EXCERPTED PASSAGE:
Why Work for a Nonprofit Organization?

Why Work for a Nonprofit Organization?

There may be a few other benefits of working for nonprofit organizations that you haven’t considered.

Amanda Luzzader
Amanda Luzzader
Content Writer
Why Work for a Nonprofit Organization?

Nonprofit organizations are companies that claim to serve the public interest of society in some way without distributing profits to owners or investors. In other words, nonprofit organizations employ paid workers, but all otherwise available funds are utilized to accomplish the nonprofit's goals and objectives.

Although they are not organized for the purpose of creating wealth, nonprofits are big business. According to a 2021 report by Independent Sector (a membership group of nonprofits, foundations, and corporate giving programs), there were nearly 1.6 million 501(c) nonprofit organizations in the United States in 2021, and their employees comprised 10 percent of the U.S. workforce.

SOURCE MATERIAL:
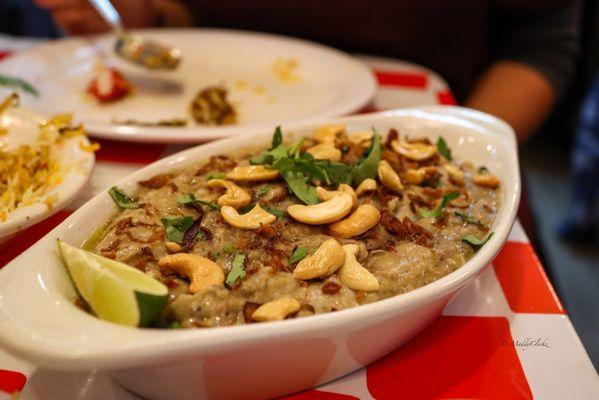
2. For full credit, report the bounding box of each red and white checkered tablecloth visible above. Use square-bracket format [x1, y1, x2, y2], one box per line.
[0, 37, 599, 400]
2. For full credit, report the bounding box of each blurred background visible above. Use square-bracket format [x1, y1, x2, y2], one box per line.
[0, 0, 599, 368]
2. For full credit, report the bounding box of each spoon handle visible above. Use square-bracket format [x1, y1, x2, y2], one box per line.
[89, 0, 123, 34]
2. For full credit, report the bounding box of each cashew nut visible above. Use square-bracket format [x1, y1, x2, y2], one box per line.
[337, 244, 380, 292]
[347, 131, 374, 150]
[330, 204, 381, 239]
[164, 242, 182, 253]
[287, 193, 353, 225]
[391, 140, 437, 161]
[443, 164, 464, 185]
[227, 165, 279, 182]
[313, 124, 345, 143]
[472, 174, 499, 189]
[252, 297, 302, 322]
[293, 239, 345, 280]
[356, 178, 376, 196]
[220, 204, 277, 229]
[378, 160, 403, 193]
[158, 253, 225, 293]
[306, 142, 341, 161]
[207, 179, 252, 208]
[316, 183, 358, 208]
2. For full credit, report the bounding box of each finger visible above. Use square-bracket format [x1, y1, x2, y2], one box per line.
[54, 8, 109, 35]
[35, 0, 87, 10]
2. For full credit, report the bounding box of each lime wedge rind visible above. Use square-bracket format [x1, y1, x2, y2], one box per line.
[58, 240, 168, 326]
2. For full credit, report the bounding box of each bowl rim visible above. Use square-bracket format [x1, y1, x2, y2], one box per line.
[0, 106, 520, 370]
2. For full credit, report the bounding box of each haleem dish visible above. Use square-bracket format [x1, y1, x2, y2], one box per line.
[59, 125, 501, 328]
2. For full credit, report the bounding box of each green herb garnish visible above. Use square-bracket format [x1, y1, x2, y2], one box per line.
[255, 185, 272, 199]
[206, 172, 227, 181]
[250, 127, 381, 204]
[177, 193, 220, 211]
[289, 246, 310, 265]
[462, 232, 495, 250]
[418, 192, 460, 218]
[262, 206, 285, 218]
[108, 186, 139, 208]
[437, 136, 452, 161]
[226, 253, 245, 286]
[351, 128, 381, 186]
[160, 215, 196, 243]
[0, 74, 39, 97]
[455, 211, 484, 226]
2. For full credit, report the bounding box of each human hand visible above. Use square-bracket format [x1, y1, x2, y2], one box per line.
[35, 0, 156, 35]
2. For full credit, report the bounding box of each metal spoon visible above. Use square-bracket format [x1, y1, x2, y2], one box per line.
[89, 0, 181, 69]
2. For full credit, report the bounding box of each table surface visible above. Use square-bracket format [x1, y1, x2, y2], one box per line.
[0, 35, 599, 400]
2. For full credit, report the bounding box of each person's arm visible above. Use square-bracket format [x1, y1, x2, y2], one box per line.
[35, 0, 192, 35]
[465, 61, 556, 142]
[465, 0, 580, 142]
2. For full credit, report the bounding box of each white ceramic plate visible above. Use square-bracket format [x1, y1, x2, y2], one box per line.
[0, 108, 95, 243]
[0, 107, 520, 400]
[0, 29, 376, 142]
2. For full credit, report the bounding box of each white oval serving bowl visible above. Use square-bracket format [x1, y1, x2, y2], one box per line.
[0, 108, 95, 244]
[0, 107, 520, 400]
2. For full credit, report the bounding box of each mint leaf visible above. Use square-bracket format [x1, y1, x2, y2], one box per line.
[462, 232, 495, 250]
[177, 193, 220, 210]
[225, 253, 245, 286]
[108, 186, 139, 208]
[206, 172, 227, 181]
[0, 74, 39, 97]
[262, 206, 285, 218]
[289, 246, 309, 265]
[437, 136, 452, 161]
[270, 125, 283, 149]
[255, 185, 272, 199]
[351, 128, 381, 186]
[160, 215, 196, 244]
[418, 192, 460, 218]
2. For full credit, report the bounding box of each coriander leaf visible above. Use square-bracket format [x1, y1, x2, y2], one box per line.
[177, 193, 220, 210]
[455, 211, 484, 226]
[437, 136, 452, 161]
[0, 74, 39, 97]
[206, 172, 227, 181]
[270, 125, 283, 150]
[462, 232, 495, 250]
[226, 253, 245, 286]
[418, 192, 460, 218]
[351, 128, 381, 186]
[262, 206, 285, 218]
[287, 138, 304, 158]
[255, 185, 272, 199]
[283, 172, 318, 204]
[289, 246, 309, 265]
[160, 215, 196, 244]
[108, 186, 139, 208]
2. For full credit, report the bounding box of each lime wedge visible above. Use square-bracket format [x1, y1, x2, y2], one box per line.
[58, 240, 168, 326]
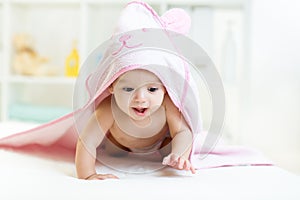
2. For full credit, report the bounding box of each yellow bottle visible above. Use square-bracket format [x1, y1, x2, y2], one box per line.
[65, 41, 79, 77]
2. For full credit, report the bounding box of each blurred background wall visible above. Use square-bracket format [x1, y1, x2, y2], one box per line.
[242, 0, 300, 174]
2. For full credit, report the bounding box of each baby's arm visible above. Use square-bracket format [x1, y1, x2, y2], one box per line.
[75, 98, 117, 180]
[163, 95, 196, 173]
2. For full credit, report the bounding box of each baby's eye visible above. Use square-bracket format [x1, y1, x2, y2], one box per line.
[122, 87, 134, 92]
[148, 87, 158, 92]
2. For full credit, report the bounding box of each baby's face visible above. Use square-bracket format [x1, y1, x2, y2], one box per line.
[111, 69, 165, 120]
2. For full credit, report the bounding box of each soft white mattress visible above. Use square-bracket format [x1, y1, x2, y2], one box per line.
[0, 122, 300, 200]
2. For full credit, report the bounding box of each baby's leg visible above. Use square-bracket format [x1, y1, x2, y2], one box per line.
[159, 137, 172, 157]
[105, 134, 130, 157]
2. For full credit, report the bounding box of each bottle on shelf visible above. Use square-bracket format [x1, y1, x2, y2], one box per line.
[65, 40, 79, 77]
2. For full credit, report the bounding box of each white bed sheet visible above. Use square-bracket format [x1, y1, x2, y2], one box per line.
[0, 122, 300, 200]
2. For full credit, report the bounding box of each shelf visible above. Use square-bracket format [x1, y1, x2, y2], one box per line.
[10, 1, 80, 75]
[9, 75, 76, 86]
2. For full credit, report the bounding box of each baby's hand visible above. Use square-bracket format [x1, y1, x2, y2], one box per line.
[85, 174, 119, 180]
[162, 153, 196, 174]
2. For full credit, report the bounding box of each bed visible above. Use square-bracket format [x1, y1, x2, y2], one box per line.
[0, 122, 300, 200]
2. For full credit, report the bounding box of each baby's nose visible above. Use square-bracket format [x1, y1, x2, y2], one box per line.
[134, 88, 146, 102]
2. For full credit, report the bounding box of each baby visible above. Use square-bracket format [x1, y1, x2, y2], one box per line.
[76, 69, 195, 180]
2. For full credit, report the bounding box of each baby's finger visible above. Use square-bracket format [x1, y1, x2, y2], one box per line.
[184, 160, 196, 174]
[184, 160, 191, 170]
[190, 165, 196, 174]
[177, 157, 185, 169]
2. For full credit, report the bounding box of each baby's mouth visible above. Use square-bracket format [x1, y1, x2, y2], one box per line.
[132, 108, 147, 116]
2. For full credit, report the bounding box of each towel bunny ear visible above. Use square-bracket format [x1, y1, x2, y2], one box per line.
[115, 1, 191, 34]
[161, 8, 191, 35]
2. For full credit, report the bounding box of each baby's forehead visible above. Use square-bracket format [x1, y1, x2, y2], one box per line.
[116, 69, 161, 84]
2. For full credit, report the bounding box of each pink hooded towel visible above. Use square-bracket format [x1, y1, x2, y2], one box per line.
[0, 2, 271, 169]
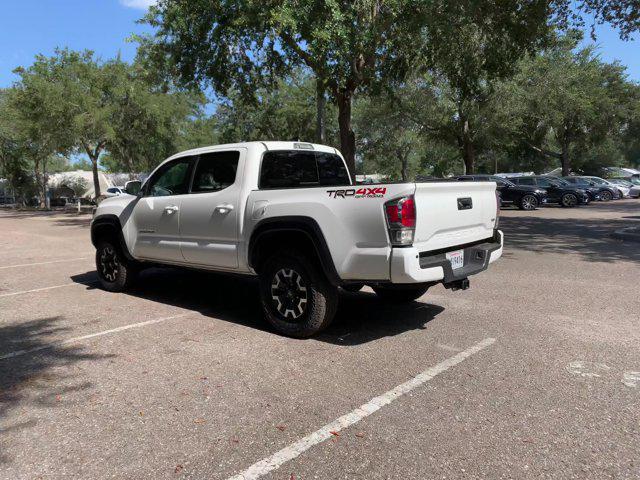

STATED TASK 1: Reproduce the full text about working for a nonprofit organization, word for word.
STATED TASK 2: Give only the number of lines in the rows that contain the word "lime".

EXPECTED ANSWER 1:
Why Work for a Nonprofit Organization?

Why Work for a Nonprofit Organization?

There may be a few other benefits of working for nonprofit organizations that you haven’t considered.

Amanda Luzzader
Amanda Luzzader
Content Writer
Why Work for a Nonprofit Organization?

Nonprofit organizations are companies that claim to serve the public interest of society in some way without distributing profits to owners or investors. In other words, nonprofit organizations employ paid workers, but all otherwise available funds are utilized to accomplish the nonprofit's goals and objectives.

Although they are not organized for the purpose of creating wealth, nonprofits are big business. According to a 2021 report by Independent Sector (a membership group of nonprofits, foundations, and corporate giving programs), there were nearly 1.6 million 501(c) nonprofit organizations in the United States in 2021, and their employees comprised 10 percent of the U.S. workforce.

EXPECTED ANSWER 2: 2